What to produce - Work out how many lines below contain "wooden", then write only that number.

Extracted information -
--

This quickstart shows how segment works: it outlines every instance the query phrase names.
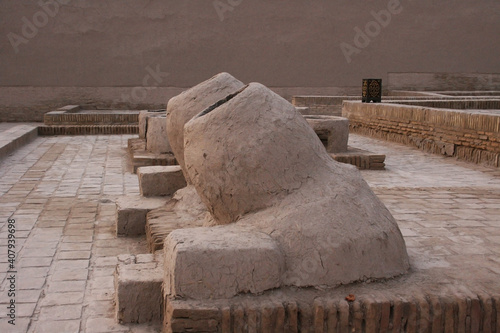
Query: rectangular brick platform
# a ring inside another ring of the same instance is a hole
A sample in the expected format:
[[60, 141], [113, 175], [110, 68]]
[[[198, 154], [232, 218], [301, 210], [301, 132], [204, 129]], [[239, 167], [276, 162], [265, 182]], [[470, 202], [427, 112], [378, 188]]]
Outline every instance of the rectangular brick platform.
[[494, 110], [344, 102], [343, 114], [353, 133], [500, 166], [500, 112]]
[[38, 127], [39, 135], [111, 135], [137, 134], [138, 125], [42, 125]]
[[66, 105], [44, 115], [39, 135], [96, 135], [139, 133], [139, 110], [84, 110]]
[[137, 125], [139, 110], [83, 110], [67, 105], [44, 115], [45, 125]]

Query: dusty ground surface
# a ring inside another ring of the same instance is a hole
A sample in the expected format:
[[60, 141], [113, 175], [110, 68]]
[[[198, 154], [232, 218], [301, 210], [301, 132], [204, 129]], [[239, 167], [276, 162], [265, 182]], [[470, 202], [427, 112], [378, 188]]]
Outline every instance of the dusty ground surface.
[[[116, 239], [113, 226], [114, 200], [139, 192], [124, 163], [130, 137], [40, 137], [0, 161], [1, 332], [160, 330], [114, 321], [116, 255], [146, 252], [144, 238]], [[385, 171], [362, 174], [398, 221], [413, 269], [339, 293], [500, 290], [500, 170], [358, 135], [350, 145], [387, 155]], [[5, 317], [9, 218], [16, 220], [16, 326]]]

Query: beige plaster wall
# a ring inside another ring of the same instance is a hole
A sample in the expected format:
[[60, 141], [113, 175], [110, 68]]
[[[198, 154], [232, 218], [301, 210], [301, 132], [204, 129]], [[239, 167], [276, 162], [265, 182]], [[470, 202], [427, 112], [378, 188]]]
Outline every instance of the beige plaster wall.
[[500, 73], [497, 0], [40, 1], [0, 2], [0, 117], [162, 106], [221, 71], [286, 97], [388, 72]]

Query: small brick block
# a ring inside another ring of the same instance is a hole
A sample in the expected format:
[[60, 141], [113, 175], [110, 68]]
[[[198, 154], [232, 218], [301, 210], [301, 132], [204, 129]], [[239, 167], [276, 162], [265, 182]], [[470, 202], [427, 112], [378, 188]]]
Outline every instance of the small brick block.
[[284, 258], [268, 235], [246, 230], [191, 228], [165, 239], [165, 296], [230, 298], [281, 284]]
[[160, 264], [161, 261], [118, 263], [115, 271], [118, 321], [122, 323], [161, 321], [163, 269]]
[[167, 136], [165, 115], [147, 118], [146, 149], [155, 154], [172, 152]]
[[324, 143], [329, 153], [347, 151], [349, 141], [349, 120], [335, 116], [306, 115], [309, 125]]
[[148, 111], [141, 110], [139, 112], [139, 138], [146, 139], [146, 132], [148, 130], [148, 118], [150, 117], [159, 117], [165, 115], [166, 111]]
[[116, 202], [116, 235], [139, 236], [145, 233], [146, 215], [164, 206], [168, 198], [125, 196]]
[[145, 197], [172, 195], [187, 185], [178, 165], [140, 167], [137, 176], [141, 195]]

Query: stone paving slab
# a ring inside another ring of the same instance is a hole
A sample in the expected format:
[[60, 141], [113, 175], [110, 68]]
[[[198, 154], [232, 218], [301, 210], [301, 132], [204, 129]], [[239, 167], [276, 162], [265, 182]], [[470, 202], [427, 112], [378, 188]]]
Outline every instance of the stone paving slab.
[[[126, 171], [132, 137], [38, 137], [0, 160], [0, 332], [160, 331], [158, 324], [121, 325], [114, 318], [117, 255], [147, 253], [144, 237], [116, 238], [114, 230], [115, 200], [139, 194], [137, 176]], [[333, 293], [403, 299], [412, 289], [399, 292], [397, 283], [408, 281], [435, 295], [465, 293], [469, 309], [498, 312], [476, 296], [500, 290], [500, 171], [359, 135], [350, 140], [387, 156], [386, 170], [362, 174], [398, 220], [414, 268], [375, 290], [372, 283]], [[5, 317], [9, 218], [16, 220], [15, 327]], [[352, 313], [363, 304], [351, 304]], [[446, 302], [427, 304], [446, 313]]]

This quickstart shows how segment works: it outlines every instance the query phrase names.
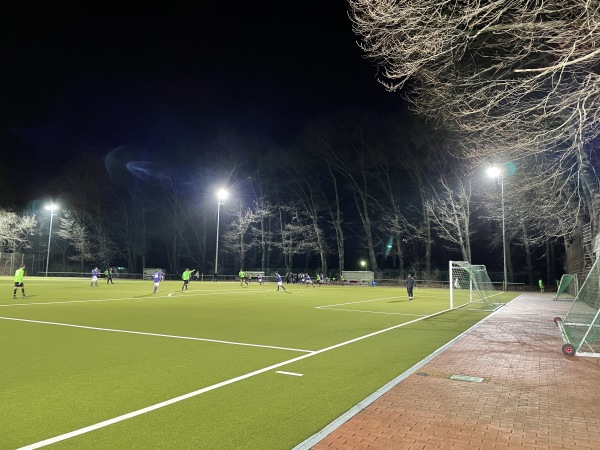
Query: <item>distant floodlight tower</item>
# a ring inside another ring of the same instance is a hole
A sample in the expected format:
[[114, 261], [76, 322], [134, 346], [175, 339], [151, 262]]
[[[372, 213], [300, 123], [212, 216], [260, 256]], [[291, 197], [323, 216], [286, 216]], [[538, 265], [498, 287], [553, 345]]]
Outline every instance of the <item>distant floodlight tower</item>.
[[217, 245], [215, 250], [215, 275], [219, 272], [219, 222], [221, 220], [221, 205], [225, 202], [227, 195], [228, 194], [225, 189], [220, 189], [219, 192], [217, 192], [219, 204], [217, 205]]
[[360, 267], [362, 268], [362, 270], [366, 270], [367, 269], [367, 262], [364, 259], [361, 260]]
[[50, 211], [50, 230], [48, 231], [48, 254], [46, 255], [46, 276], [48, 276], [48, 264], [50, 263], [50, 243], [52, 242], [52, 217], [58, 209], [54, 203], [45, 206], [46, 211]]
[[502, 281], [502, 290], [506, 292], [507, 272], [506, 272], [506, 226], [504, 219], [504, 170], [498, 166], [492, 166], [487, 170], [490, 178], [495, 178], [500, 183], [500, 202], [502, 204], [502, 260], [504, 263], [504, 280]]

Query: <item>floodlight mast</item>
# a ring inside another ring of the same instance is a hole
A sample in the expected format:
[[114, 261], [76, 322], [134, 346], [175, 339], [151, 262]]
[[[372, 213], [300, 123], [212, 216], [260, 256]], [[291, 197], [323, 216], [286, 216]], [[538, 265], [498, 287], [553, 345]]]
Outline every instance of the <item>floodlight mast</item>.
[[496, 178], [500, 183], [500, 202], [502, 204], [502, 260], [504, 264], [504, 280], [502, 281], [502, 290], [506, 292], [508, 276], [506, 271], [506, 225], [504, 217], [504, 171], [498, 166], [492, 166], [487, 170], [491, 178]]
[[219, 190], [217, 193], [219, 203], [217, 205], [217, 245], [215, 250], [215, 276], [219, 273], [219, 222], [221, 220], [221, 204], [227, 198], [227, 191], [225, 189]]
[[52, 217], [54, 217], [54, 211], [58, 209], [54, 203], [46, 205], [46, 211], [50, 211], [50, 230], [48, 231], [48, 253], [46, 255], [46, 276], [48, 276], [48, 264], [50, 264], [50, 243], [52, 242]]

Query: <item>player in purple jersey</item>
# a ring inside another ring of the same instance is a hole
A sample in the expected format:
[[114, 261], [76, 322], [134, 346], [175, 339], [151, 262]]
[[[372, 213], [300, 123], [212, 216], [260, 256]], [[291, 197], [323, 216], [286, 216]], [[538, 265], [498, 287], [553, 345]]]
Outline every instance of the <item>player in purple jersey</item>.
[[275, 272], [275, 280], [277, 281], [277, 290], [279, 290], [279, 288], [283, 288], [283, 290], [286, 291], [286, 288], [283, 285], [283, 280], [281, 279], [281, 275], [279, 275], [279, 272]]
[[306, 287], [308, 287], [308, 285], [310, 284], [312, 287], [315, 287], [312, 278], [310, 277], [309, 274], [305, 273], [304, 274], [304, 283], [306, 283]]
[[98, 286], [98, 268], [95, 267], [92, 269], [92, 282], [90, 286]]
[[154, 281], [154, 292], [153, 294], [156, 294], [156, 291], [158, 291], [158, 285], [160, 284], [160, 282], [162, 281], [163, 278], [163, 273], [160, 269], [156, 269], [156, 272], [154, 272], [154, 275], [152, 275], [152, 280]]

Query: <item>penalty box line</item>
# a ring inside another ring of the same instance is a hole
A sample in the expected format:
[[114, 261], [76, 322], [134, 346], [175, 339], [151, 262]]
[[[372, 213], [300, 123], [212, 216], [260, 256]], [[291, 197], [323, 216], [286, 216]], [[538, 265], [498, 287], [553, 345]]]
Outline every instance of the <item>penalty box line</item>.
[[424, 317], [424, 314], [409, 314], [409, 313], [401, 313], [401, 312], [384, 312], [384, 311], [366, 311], [362, 309], [347, 309], [347, 308], [323, 308], [319, 309], [328, 309], [330, 311], [346, 311], [346, 312], [358, 312], [358, 313], [368, 313], [368, 314], [387, 314], [391, 316], [414, 316], [414, 317]]
[[333, 308], [334, 306], [346, 306], [346, 305], [356, 305], [358, 303], [369, 303], [369, 302], [378, 302], [380, 300], [393, 300], [395, 298], [405, 298], [406, 296], [396, 295], [394, 297], [381, 297], [381, 298], [373, 298], [371, 300], [358, 300], [356, 302], [347, 302], [347, 303], [335, 303], [333, 305], [324, 305], [324, 306], [315, 306], [316, 309], [326, 309]]
[[198, 338], [192, 336], [177, 336], [173, 334], [160, 334], [160, 333], [148, 333], [145, 331], [131, 331], [131, 330], [117, 330], [113, 328], [100, 328], [100, 327], [91, 327], [87, 325], [74, 325], [70, 323], [60, 323], [60, 322], [46, 322], [43, 320], [31, 320], [31, 319], [18, 319], [14, 317], [1, 317], [0, 320], [12, 320], [15, 322], [28, 322], [28, 323], [36, 323], [42, 325], [56, 325], [60, 327], [71, 327], [71, 328], [80, 328], [84, 330], [94, 330], [94, 331], [107, 331], [112, 333], [125, 333], [125, 334], [138, 334], [142, 336], [153, 336], [153, 337], [164, 337], [170, 339], [184, 339], [188, 341], [201, 341], [201, 342], [212, 342], [217, 344], [227, 344], [227, 345], [240, 345], [244, 347], [257, 347], [257, 348], [268, 348], [272, 350], [287, 350], [292, 352], [303, 352], [303, 353], [312, 353], [312, 350], [304, 350], [299, 348], [287, 348], [287, 347], [277, 347], [274, 345], [261, 345], [261, 344], [249, 344], [246, 342], [233, 342], [233, 341], [222, 341], [219, 339], [208, 339], [208, 338]]
[[287, 366], [288, 364], [292, 364], [292, 363], [295, 363], [295, 362], [298, 362], [298, 361], [302, 361], [303, 359], [310, 358], [311, 356], [315, 356], [315, 355], [319, 355], [321, 353], [325, 353], [325, 352], [328, 352], [328, 351], [331, 351], [331, 350], [335, 350], [337, 348], [344, 347], [346, 345], [350, 345], [350, 344], [353, 344], [355, 342], [359, 342], [359, 341], [362, 341], [364, 339], [368, 339], [370, 337], [386, 333], [388, 331], [396, 330], [396, 329], [404, 327], [406, 325], [410, 325], [412, 323], [419, 322], [421, 320], [425, 320], [425, 319], [428, 319], [428, 318], [431, 318], [431, 317], [435, 317], [437, 315], [443, 314], [443, 313], [448, 312], [448, 311], [452, 311], [452, 310], [451, 309], [447, 309], [447, 310], [440, 311], [440, 312], [437, 312], [437, 313], [434, 313], [434, 314], [430, 314], [430, 315], [425, 316], [425, 317], [420, 317], [418, 319], [411, 320], [409, 322], [401, 323], [399, 325], [394, 325], [393, 327], [385, 328], [385, 329], [379, 330], [379, 331], [374, 331], [373, 333], [365, 334], [363, 336], [359, 336], [357, 338], [350, 339], [348, 341], [341, 342], [339, 344], [335, 344], [335, 345], [332, 345], [330, 347], [323, 348], [321, 350], [316, 350], [314, 352], [311, 352], [311, 353], [308, 353], [308, 354], [305, 354], [305, 355], [302, 355], [302, 356], [297, 356], [296, 358], [288, 359], [287, 361], [282, 361], [280, 363], [273, 364], [271, 366], [255, 370], [253, 372], [249, 372], [247, 374], [240, 375], [238, 377], [231, 378], [229, 380], [225, 380], [225, 381], [222, 381], [222, 382], [217, 383], [217, 384], [213, 384], [212, 386], [207, 386], [205, 388], [198, 389], [197, 391], [189, 392], [187, 394], [183, 394], [183, 395], [180, 395], [178, 397], [174, 397], [174, 398], [171, 398], [169, 400], [165, 400], [164, 402], [156, 403], [154, 405], [150, 405], [150, 406], [147, 406], [145, 408], [138, 409], [136, 411], [132, 411], [132, 412], [127, 413], [127, 414], [123, 414], [123, 415], [120, 415], [120, 416], [117, 416], [117, 417], [113, 417], [112, 419], [108, 419], [108, 420], [105, 420], [103, 422], [96, 423], [94, 425], [90, 425], [90, 426], [87, 426], [87, 427], [84, 427], [84, 428], [80, 428], [78, 430], [71, 431], [69, 433], [61, 434], [59, 436], [55, 436], [55, 437], [52, 437], [52, 438], [49, 438], [49, 439], [45, 439], [43, 441], [39, 441], [39, 442], [30, 444], [30, 445], [26, 445], [26, 446], [21, 447], [21, 448], [19, 448], [17, 450], [34, 450], [34, 449], [37, 449], [37, 448], [45, 447], [47, 445], [55, 444], [57, 442], [65, 441], [67, 439], [71, 439], [71, 438], [76, 437], [76, 436], [81, 436], [82, 434], [86, 434], [86, 433], [89, 433], [91, 431], [95, 431], [95, 430], [98, 430], [100, 428], [104, 428], [104, 427], [107, 427], [109, 425], [113, 425], [115, 423], [119, 423], [119, 422], [122, 422], [122, 421], [127, 420], [127, 419], [131, 419], [131, 418], [134, 418], [134, 417], [137, 417], [137, 416], [141, 416], [142, 414], [146, 414], [146, 413], [155, 411], [157, 409], [164, 408], [166, 406], [172, 405], [174, 403], [178, 403], [178, 402], [181, 402], [183, 400], [187, 400], [189, 398], [196, 397], [196, 396], [204, 394], [206, 392], [214, 391], [215, 389], [219, 389], [221, 387], [224, 387], [224, 386], [227, 386], [227, 385], [230, 385], [230, 384], [233, 384], [233, 383], [237, 383], [238, 381], [242, 381], [242, 380], [254, 377], [256, 375], [263, 374], [265, 372], [270, 372], [270, 371], [272, 371], [274, 369], [278, 369], [280, 367]]

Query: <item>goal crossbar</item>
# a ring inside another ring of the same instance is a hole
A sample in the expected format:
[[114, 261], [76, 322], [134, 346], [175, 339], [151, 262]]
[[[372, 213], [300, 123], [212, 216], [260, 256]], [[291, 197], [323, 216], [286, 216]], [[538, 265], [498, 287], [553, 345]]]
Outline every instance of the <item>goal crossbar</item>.
[[450, 261], [450, 309], [467, 308], [494, 311], [502, 306], [494, 303], [498, 295], [484, 265], [467, 261]]

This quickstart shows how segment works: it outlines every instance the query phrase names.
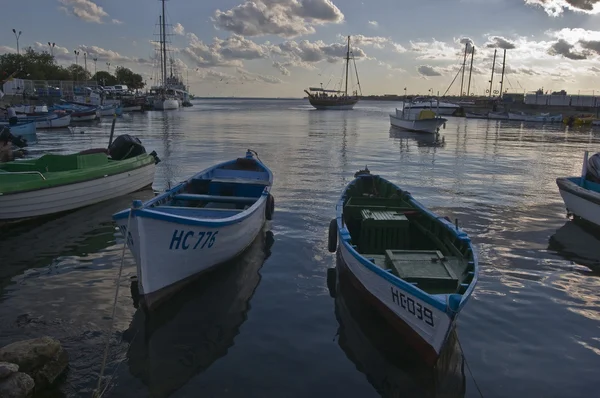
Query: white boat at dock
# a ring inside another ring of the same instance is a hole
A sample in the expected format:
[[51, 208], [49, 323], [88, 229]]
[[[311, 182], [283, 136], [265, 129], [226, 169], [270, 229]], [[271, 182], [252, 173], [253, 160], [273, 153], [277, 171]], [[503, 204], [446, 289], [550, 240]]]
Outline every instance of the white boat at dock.
[[562, 123], [562, 114], [550, 115], [549, 113], [540, 113], [531, 115], [525, 112], [508, 112], [508, 119], [520, 122], [542, 122], [542, 123]]
[[71, 115], [68, 113], [48, 112], [46, 116], [17, 115], [21, 122], [35, 122], [37, 129], [58, 129], [69, 127]]
[[396, 108], [396, 113], [390, 114], [392, 126], [419, 133], [437, 133], [447, 121], [448, 119], [437, 116], [430, 109], [399, 110]]

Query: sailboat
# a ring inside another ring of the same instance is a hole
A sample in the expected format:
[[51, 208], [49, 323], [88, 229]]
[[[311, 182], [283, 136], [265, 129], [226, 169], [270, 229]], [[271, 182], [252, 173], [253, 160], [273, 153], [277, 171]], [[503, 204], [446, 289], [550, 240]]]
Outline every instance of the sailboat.
[[165, 29], [165, 20], [167, 18], [165, 14], [165, 0], [162, 1], [162, 16], [160, 17], [160, 77], [161, 77], [161, 86], [159, 86], [156, 90], [157, 95], [154, 98], [152, 105], [154, 109], [157, 110], [168, 110], [168, 109], [178, 109], [179, 101], [175, 97], [174, 90], [169, 89], [167, 85], [167, 34]]
[[[352, 95], [348, 95], [348, 68], [350, 66], [350, 36], [348, 36], [348, 49], [346, 51], [346, 76], [345, 76], [345, 88], [344, 91], [340, 90], [326, 90], [321, 87], [309, 87], [309, 91], [304, 90], [308, 94], [308, 102], [317, 109], [338, 109], [348, 110], [354, 108], [354, 105], [358, 102], [357, 92], [354, 91]], [[354, 55], [352, 55], [352, 61], [354, 62]], [[360, 88], [360, 82], [358, 81], [358, 70], [356, 69], [356, 63], [354, 62], [354, 69], [356, 71], [356, 81], [358, 83], [358, 89]], [[341, 83], [341, 82], [340, 82]], [[328, 93], [332, 93], [329, 95]], [[333, 93], [336, 93], [335, 95]], [[361, 90], [362, 95], [362, 90]]]

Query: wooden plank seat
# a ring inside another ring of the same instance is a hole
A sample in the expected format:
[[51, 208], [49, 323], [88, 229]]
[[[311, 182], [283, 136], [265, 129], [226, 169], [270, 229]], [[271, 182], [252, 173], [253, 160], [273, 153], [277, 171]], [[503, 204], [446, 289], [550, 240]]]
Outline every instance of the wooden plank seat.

--

Written solution - 2